START Supplied material

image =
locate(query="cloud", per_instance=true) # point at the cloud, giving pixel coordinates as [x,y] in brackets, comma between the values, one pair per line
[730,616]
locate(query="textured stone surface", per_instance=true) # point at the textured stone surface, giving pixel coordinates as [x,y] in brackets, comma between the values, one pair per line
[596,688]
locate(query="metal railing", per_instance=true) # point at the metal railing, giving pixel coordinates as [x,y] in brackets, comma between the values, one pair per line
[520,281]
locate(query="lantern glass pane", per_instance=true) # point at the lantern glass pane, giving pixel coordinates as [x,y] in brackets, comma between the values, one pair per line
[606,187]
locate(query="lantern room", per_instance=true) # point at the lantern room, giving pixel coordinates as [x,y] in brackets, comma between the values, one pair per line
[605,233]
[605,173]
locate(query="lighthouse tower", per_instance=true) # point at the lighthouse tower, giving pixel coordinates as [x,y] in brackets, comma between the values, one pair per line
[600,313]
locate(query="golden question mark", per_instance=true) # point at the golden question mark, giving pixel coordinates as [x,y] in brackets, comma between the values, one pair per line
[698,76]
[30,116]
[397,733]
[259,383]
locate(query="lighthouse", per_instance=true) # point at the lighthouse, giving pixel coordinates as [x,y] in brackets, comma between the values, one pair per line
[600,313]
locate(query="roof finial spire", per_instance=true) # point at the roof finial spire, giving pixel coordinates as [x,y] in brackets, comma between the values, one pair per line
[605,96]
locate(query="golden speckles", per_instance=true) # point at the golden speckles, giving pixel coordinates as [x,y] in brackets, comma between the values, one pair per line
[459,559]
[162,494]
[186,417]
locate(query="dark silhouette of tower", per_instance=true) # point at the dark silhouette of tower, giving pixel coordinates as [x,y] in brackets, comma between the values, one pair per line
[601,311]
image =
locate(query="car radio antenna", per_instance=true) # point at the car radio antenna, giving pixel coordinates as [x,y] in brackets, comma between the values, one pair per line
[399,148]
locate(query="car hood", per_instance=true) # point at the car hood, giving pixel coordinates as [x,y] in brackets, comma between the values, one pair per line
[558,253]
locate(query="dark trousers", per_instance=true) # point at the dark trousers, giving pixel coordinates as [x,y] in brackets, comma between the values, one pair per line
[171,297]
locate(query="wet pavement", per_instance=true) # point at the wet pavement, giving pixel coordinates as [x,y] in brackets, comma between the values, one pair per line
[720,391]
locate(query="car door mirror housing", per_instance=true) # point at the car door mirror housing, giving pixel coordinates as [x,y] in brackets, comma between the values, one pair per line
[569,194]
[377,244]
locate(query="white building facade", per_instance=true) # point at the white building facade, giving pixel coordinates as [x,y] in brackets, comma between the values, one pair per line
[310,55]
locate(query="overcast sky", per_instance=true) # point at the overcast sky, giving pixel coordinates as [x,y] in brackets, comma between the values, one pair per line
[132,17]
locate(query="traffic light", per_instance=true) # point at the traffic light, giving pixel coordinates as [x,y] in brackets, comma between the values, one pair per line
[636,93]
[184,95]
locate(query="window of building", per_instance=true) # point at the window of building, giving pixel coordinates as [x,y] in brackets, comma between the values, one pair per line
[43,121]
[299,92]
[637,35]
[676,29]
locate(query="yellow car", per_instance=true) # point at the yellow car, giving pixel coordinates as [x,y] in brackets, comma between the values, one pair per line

END Supplied material
START Supplied material

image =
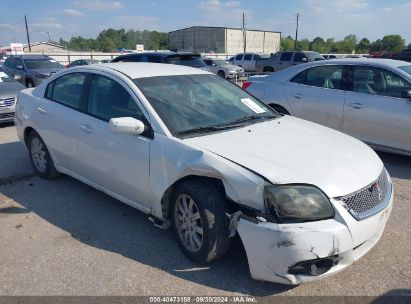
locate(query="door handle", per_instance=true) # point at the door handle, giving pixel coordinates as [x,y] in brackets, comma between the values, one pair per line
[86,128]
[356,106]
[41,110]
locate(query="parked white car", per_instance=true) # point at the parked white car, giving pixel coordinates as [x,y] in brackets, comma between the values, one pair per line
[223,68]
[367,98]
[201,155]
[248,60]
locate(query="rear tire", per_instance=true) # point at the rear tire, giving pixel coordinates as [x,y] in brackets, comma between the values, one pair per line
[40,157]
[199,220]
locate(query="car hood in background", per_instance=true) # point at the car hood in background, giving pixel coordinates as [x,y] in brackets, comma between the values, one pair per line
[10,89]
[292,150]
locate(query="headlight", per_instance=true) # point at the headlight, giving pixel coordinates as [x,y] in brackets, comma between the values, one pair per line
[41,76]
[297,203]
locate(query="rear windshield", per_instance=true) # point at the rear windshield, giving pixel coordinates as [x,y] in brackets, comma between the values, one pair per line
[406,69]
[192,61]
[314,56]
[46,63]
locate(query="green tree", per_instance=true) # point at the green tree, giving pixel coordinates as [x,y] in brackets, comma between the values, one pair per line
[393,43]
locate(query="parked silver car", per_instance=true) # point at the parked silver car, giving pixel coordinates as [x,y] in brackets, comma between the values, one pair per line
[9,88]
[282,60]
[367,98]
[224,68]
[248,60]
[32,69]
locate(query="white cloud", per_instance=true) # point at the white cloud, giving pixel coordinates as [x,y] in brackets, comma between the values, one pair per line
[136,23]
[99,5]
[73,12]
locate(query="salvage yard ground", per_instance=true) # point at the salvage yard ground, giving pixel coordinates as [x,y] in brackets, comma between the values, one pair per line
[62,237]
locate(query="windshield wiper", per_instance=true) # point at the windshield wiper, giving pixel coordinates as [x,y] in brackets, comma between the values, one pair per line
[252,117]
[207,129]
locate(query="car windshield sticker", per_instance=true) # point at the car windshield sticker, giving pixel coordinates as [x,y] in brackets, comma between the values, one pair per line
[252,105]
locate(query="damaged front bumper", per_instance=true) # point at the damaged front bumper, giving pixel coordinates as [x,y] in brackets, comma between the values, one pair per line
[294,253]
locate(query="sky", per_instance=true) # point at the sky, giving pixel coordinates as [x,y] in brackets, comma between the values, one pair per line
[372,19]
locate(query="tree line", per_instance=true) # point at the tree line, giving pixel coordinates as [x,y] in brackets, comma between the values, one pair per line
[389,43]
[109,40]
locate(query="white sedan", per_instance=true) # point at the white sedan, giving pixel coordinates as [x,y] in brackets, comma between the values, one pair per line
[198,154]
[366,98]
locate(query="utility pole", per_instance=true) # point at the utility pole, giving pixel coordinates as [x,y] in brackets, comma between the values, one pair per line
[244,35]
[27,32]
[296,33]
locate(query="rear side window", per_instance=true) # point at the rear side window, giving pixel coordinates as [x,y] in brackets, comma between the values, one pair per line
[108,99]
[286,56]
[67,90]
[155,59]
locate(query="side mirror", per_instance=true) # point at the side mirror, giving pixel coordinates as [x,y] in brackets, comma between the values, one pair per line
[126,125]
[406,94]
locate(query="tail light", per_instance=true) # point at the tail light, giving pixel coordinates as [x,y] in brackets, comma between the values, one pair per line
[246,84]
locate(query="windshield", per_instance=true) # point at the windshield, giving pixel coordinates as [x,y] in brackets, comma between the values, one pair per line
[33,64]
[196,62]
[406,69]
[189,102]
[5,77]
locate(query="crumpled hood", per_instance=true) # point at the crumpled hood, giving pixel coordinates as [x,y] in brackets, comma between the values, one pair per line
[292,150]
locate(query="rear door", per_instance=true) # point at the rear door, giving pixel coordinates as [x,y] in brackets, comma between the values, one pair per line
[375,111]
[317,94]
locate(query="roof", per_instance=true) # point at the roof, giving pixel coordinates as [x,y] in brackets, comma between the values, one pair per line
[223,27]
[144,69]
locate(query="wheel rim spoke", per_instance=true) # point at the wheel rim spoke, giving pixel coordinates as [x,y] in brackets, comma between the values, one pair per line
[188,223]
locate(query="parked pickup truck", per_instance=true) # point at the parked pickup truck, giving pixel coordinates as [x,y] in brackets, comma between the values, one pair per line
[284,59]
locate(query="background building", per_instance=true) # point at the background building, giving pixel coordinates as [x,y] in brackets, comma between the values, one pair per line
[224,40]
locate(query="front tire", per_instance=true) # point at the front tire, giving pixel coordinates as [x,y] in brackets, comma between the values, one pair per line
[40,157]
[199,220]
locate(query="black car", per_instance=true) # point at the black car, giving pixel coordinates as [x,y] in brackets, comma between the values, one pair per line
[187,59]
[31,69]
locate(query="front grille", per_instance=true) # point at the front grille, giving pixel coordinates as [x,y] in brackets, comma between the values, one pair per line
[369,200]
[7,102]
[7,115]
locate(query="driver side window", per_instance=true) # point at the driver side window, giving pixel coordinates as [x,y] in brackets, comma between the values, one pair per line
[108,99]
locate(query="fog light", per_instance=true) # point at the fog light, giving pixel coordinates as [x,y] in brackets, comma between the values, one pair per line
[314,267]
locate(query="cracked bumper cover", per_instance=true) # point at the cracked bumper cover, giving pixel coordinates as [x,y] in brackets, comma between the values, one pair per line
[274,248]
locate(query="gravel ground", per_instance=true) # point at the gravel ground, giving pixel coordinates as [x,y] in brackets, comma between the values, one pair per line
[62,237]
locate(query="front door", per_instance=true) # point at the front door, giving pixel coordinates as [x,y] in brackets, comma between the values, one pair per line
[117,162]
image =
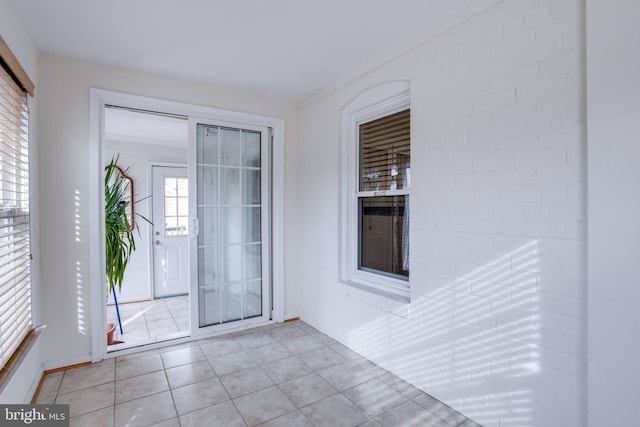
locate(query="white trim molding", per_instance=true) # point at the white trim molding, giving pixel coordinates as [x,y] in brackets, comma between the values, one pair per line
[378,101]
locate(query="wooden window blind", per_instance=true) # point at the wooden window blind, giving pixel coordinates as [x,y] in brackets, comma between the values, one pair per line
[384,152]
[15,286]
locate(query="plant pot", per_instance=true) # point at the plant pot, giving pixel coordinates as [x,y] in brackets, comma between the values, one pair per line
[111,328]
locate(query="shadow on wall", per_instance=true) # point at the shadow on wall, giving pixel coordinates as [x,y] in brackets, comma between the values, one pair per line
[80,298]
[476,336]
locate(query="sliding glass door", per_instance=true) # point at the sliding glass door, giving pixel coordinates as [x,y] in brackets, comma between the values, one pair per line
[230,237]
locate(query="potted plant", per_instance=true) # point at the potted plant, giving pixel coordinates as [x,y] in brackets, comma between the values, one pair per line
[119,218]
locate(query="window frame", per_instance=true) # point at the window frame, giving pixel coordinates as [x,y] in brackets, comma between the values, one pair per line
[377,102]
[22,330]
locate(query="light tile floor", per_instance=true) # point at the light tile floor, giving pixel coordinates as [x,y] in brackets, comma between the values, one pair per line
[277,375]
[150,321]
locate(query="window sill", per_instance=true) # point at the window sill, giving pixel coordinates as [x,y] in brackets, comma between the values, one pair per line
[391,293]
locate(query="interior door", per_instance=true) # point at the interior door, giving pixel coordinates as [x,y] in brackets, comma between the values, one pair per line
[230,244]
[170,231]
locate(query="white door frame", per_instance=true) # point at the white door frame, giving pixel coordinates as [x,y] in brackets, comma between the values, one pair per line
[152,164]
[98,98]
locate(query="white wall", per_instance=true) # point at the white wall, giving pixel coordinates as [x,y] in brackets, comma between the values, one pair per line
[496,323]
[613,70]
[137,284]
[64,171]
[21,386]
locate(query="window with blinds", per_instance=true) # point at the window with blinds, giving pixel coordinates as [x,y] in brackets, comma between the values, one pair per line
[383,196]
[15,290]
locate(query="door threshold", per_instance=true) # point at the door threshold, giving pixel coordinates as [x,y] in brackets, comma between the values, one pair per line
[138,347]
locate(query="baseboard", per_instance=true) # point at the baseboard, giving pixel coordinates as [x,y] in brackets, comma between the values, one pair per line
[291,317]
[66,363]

END Supplied material

• Action item
Above are the entries. Output exactly the lines beginning with the line that has "at the overcast" and ending with the line that has "at the yellow".

• The completed task
locate(query="overcast sky", per_instance=true) # point at the overcast sky, giving pixel coordinates as [x,y] in brackets, comma between the values, one pair per line
[132,17]
locate(query="traffic light", per_instance=true) # point at the traffic light, giving pixel coordinates as [x,y] in brackets, comma between the values, one pair per line
[636,93]
[184,95]
locate(query="window of building", per_instance=true) # point at the window of building, giving pixel coordinates as [x,y] in brackets, comma between the values, one pair per line
[43,121]
[299,92]
[637,35]
[676,29]
locate(query="yellow car", per_instance=true) # point at the yellow car, giving pixel coordinates as [x,y] in brackets, comma between the values, one pair per line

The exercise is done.